__Lesetext__
Ich hingegen bin begeistert über das Gerichtsurteil, denn schließlich weiß man nie, was die Senatorinnen und Senatoren heimlich unterschrieben haben – wir haben bereits einiges erlebt in den vergangenen Jahren.

[Krestel (FDP): Haftungsfreistellung!]

Ich war mir deshalb nicht sicher, ob nicht doch irgendwo etwas auftaucht, was diesen Gerichtserfolg hätte verhindern können. Umso besser, dass das Gericht so entschieden hat, denn – das ist keine Neuigkeit – die Grünen haben nicht nur den Stopp der Anschlussförderung gefordert, sondern wir haben überhaupt diese Art von Förderung nicht gewollt. Die Grünen haben die Förderung von Anfang an nicht gewollt, weil sie – darauf hat Herr Nelken bereits hingewiesen – unwirtschaftlich und unsinnig ist und zu dem Berliner Sumpf mit seiner Selbstbedienungsmentalität gehörte.

__Ziel 1__
Gib die Anzahl der Zeilen in der Auflistung an, die die Zeichenfolge „shoreline“ enthalten, wobei Groß- und Kleinschreibung zählt. Nenne nur die Zahl.
Der Redeauszug und die Auflistung stammen aus verschiedenen Quellen.

(Zeigedatensätze)
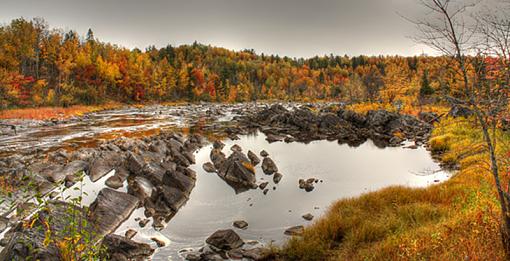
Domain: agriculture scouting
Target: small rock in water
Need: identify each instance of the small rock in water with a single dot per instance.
(159, 242)
(130, 233)
(143, 222)
(226, 239)
(307, 185)
(268, 166)
(308, 216)
(294, 231)
(263, 185)
(209, 167)
(277, 177)
(4, 222)
(218, 145)
(70, 180)
(240, 224)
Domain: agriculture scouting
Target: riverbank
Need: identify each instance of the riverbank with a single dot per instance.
(455, 220)
(59, 113)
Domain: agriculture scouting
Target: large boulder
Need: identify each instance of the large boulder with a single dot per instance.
(122, 248)
(238, 171)
(110, 209)
(380, 118)
(103, 164)
(356, 119)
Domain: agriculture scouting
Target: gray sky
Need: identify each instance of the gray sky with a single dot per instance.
(296, 28)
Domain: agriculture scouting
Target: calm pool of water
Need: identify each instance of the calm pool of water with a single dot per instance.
(345, 171)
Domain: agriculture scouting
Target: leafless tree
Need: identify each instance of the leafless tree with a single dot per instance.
(478, 44)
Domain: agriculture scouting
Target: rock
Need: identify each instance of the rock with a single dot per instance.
(277, 177)
(122, 248)
(330, 121)
(256, 254)
(134, 163)
(130, 233)
(274, 138)
(209, 167)
(217, 157)
(268, 166)
(238, 172)
(380, 118)
(110, 209)
(103, 164)
(70, 180)
(169, 197)
(354, 118)
(236, 147)
(114, 182)
(4, 222)
(307, 216)
(295, 231)
(263, 185)
(253, 158)
(144, 222)
(159, 242)
(140, 187)
(218, 145)
(241, 224)
(307, 185)
(428, 117)
(225, 239)
(460, 111)
(179, 180)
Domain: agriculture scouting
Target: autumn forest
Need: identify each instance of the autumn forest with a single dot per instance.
(40, 66)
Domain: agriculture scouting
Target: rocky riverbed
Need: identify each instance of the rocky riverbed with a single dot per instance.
(156, 168)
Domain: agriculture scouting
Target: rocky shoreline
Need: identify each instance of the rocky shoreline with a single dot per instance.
(155, 169)
(156, 172)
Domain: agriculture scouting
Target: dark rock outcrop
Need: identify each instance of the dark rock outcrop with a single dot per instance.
(225, 239)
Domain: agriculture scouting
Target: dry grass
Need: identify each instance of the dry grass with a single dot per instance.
(45, 113)
(407, 108)
(455, 220)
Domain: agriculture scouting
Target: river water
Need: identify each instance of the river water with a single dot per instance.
(345, 172)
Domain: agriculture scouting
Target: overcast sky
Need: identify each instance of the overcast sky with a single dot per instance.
(296, 28)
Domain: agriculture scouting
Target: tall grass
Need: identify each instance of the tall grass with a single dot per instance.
(454, 220)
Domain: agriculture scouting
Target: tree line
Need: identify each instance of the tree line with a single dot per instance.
(40, 66)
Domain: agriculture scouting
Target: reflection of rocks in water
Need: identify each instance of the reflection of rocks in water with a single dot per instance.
(304, 125)
(156, 169)
(237, 170)
(227, 244)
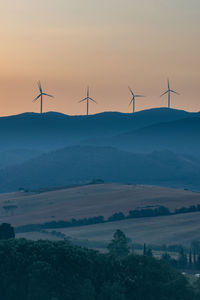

__Ziel 2__
Liste alle verschiedenen Wörter im Redeauszug auf, die mit „Gericht“ beginnen.

__Richtige Ausgabe 1__
2

__Richtige Ausgabe 2__
Gerichtsurteil, Gerichtserfolg, Gericht